───── Study material
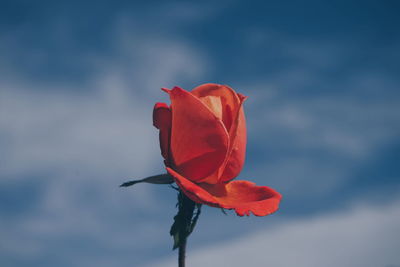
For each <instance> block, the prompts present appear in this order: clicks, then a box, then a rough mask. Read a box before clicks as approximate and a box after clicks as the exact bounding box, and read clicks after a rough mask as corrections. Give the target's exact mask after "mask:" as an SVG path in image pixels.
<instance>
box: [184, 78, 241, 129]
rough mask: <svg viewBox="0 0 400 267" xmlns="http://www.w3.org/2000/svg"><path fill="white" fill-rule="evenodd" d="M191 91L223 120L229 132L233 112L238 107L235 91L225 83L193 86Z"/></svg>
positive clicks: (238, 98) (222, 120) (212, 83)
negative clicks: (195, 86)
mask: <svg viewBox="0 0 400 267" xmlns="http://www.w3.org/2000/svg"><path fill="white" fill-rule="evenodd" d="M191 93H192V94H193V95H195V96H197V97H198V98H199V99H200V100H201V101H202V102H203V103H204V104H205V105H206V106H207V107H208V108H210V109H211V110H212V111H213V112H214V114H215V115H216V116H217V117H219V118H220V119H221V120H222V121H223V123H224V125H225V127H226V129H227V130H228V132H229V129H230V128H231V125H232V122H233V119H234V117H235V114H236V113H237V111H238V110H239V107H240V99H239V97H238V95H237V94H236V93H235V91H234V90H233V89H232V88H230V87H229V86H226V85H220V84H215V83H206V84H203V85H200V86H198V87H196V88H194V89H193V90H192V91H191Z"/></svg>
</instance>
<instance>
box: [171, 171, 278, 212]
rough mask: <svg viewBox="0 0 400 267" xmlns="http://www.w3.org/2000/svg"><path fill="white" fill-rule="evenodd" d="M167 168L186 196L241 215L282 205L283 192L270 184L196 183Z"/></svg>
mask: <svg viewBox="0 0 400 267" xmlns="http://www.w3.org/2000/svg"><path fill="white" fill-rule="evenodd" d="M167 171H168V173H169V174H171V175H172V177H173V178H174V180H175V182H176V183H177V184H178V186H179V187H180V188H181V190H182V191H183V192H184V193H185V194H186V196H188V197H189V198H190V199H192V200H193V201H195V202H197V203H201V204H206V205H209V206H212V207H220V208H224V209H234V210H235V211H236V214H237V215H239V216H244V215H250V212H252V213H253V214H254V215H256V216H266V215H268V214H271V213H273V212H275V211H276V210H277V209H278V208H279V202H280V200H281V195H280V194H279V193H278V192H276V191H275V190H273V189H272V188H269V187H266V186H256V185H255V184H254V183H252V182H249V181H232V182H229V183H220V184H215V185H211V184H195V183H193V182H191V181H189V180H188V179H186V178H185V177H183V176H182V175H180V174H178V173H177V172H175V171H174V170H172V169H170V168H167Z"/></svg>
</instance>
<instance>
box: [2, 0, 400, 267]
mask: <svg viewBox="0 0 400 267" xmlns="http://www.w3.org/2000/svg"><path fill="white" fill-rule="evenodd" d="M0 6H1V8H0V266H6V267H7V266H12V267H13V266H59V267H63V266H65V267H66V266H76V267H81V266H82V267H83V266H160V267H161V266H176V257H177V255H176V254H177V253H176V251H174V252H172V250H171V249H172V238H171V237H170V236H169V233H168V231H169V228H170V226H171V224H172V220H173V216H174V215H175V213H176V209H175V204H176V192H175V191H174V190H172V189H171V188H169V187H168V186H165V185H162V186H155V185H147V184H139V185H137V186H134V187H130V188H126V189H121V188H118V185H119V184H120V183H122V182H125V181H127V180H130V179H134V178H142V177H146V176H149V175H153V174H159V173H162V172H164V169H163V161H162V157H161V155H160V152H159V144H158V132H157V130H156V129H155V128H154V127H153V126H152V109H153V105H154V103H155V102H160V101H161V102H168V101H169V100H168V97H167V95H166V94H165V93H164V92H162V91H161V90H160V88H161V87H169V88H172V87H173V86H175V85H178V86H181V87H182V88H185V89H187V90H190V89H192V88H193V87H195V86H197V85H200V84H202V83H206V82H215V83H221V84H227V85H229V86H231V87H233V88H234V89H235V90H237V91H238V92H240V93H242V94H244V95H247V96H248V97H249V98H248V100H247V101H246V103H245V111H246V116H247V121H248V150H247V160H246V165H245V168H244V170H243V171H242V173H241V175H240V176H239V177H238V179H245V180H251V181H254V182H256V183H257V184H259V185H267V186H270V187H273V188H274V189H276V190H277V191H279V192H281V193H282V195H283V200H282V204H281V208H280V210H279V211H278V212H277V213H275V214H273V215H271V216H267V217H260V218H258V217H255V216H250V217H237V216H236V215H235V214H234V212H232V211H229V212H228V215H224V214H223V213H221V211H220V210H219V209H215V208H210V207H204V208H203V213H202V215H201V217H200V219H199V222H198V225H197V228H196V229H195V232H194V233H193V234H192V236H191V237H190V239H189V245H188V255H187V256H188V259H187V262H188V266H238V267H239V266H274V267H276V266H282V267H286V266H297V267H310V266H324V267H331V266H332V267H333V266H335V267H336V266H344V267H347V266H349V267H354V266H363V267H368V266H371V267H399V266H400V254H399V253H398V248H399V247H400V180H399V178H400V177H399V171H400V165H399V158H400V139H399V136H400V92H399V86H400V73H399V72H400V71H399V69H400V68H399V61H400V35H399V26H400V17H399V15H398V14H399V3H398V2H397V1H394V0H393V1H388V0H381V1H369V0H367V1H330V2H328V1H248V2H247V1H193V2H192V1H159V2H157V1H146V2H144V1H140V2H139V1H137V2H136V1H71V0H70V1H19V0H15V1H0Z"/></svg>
──────────
§ **About this task**
Look in the material above for the line with "box: [184, 78, 241, 129]" and the line with "box: [171, 171, 278, 212]", and transcribe exactly those lines and all lines between them, nothing more.

§ **Response**
box: [184, 78, 241, 129]
rough mask: <svg viewBox="0 0 400 267" xmlns="http://www.w3.org/2000/svg"><path fill="white" fill-rule="evenodd" d="M191 91L223 120L229 132L233 112L238 107L235 91L225 83L193 86Z"/></svg>
positive clicks: (238, 98) (222, 120) (212, 83)
negative clicks: (195, 86)
mask: <svg viewBox="0 0 400 267" xmlns="http://www.w3.org/2000/svg"><path fill="white" fill-rule="evenodd" d="M191 93H192V94H193V95H195V96H197V97H198V98H199V99H200V100H201V101H202V102H203V103H204V104H205V105H206V106H207V107H208V108H210V109H211V110H212V111H213V112H214V114H215V115H216V116H217V117H219V118H220V119H221V120H222V121H223V123H224V125H225V127H226V129H227V130H228V132H229V129H230V128H231V125H232V122H233V119H234V117H235V114H236V113H237V111H238V110H239V107H240V99H239V97H238V95H237V94H236V93H235V91H234V90H233V89H232V88H230V87H229V86H226V85H220V84H215V83H206V84H203V85H200V86H198V87H196V88H194V89H193V90H192V91H191Z"/></svg>
</instance>
<instance>
box: [171, 171, 278, 212]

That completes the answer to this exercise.